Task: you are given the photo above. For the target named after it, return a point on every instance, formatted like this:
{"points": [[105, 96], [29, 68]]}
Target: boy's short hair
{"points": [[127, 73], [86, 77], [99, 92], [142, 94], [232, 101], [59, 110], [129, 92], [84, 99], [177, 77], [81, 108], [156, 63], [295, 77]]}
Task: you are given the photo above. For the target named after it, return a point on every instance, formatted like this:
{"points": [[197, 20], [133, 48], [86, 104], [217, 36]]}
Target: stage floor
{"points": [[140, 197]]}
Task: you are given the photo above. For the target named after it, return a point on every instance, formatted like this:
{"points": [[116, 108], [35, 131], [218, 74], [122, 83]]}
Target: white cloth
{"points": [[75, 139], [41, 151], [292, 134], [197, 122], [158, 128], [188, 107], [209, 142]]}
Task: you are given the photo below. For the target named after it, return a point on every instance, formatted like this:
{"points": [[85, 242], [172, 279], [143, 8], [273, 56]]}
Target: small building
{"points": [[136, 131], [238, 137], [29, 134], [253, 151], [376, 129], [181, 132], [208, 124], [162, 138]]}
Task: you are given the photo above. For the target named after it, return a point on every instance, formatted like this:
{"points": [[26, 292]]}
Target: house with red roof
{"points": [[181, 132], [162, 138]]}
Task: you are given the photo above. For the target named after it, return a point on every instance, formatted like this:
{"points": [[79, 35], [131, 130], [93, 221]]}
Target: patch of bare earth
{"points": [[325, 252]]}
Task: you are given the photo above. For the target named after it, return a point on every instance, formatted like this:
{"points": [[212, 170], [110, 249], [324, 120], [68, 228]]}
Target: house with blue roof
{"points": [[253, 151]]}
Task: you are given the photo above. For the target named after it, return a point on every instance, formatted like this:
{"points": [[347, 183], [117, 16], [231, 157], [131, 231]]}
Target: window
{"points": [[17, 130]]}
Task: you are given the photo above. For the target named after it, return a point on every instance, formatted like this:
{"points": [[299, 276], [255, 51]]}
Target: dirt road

» **What you are asked to do**
Reproduce each of the items above word for word, keeping every line, number, and punctuation mark unchanged.

» **Result for this exercise**
Task: you are given the photo above. For the target named after it, return a point on every instance, formatted like this:
{"points": [[105, 96], [29, 68]]}
Target: boy's short hair
{"points": [[127, 73], [86, 77], [99, 92], [142, 94], [232, 101], [59, 110], [129, 92], [84, 99], [177, 77], [81, 108], [156, 63], [295, 77]]}
Task: you are given the photo above. For the target named after it, return a point on every instance, formatted like this:
{"points": [[197, 20], [133, 48], [86, 104], [217, 36]]}
Target: stage floor
{"points": [[140, 197]]}
Task: you are given the photo above. For the target named after it, return a point on every instance, formatted like this:
{"points": [[116, 108], [35, 131], [218, 74], [122, 83]]}
Target: white cloth
{"points": [[75, 139], [41, 151], [292, 134], [197, 122], [158, 128], [188, 107], [209, 142]]}
Task: you are given the photo below. For the target named after it, return a point on every instance, formatted like this:
{"points": [[85, 242], [172, 279], [143, 8], [273, 56]]}
Target: small building
{"points": [[136, 131], [238, 137], [29, 134], [253, 151], [376, 129], [181, 132], [208, 124], [162, 138]]}
Task: you are given the photo above. For the target named after it, return a point on every instance, formatted like this:
{"points": [[26, 292]]}
Target: house with red roof
{"points": [[181, 132], [162, 138]]}
Task: you are given the photo above. For the target named after it, return a point on every instance, formatted like this:
{"points": [[79, 35], [131, 130], [93, 221]]}
Target: patch of bare earth
{"points": [[325, 252]]}
Task: you are given the photo above. For the target named after it, return a point on every instance, formatted like this:
{"points": [[212, 170], [110, 249], [324, 120], [68, 228]]}
Target: house with blue roof
{"points": [[253, 151]]}
Task: you are given the photo above. For the target named after it, return a point on every instance, formatted like this:
{"points": [[347, 183], [117, 16], [231, 157], [131, 231]]}
Target: window
{"points": [[17, 130]]}
Task: you are given the photo above. For the target named after it, return a point on every instance, formatted like this:
{"points": [[299, 276], [255, 51]]}
Target: dirt road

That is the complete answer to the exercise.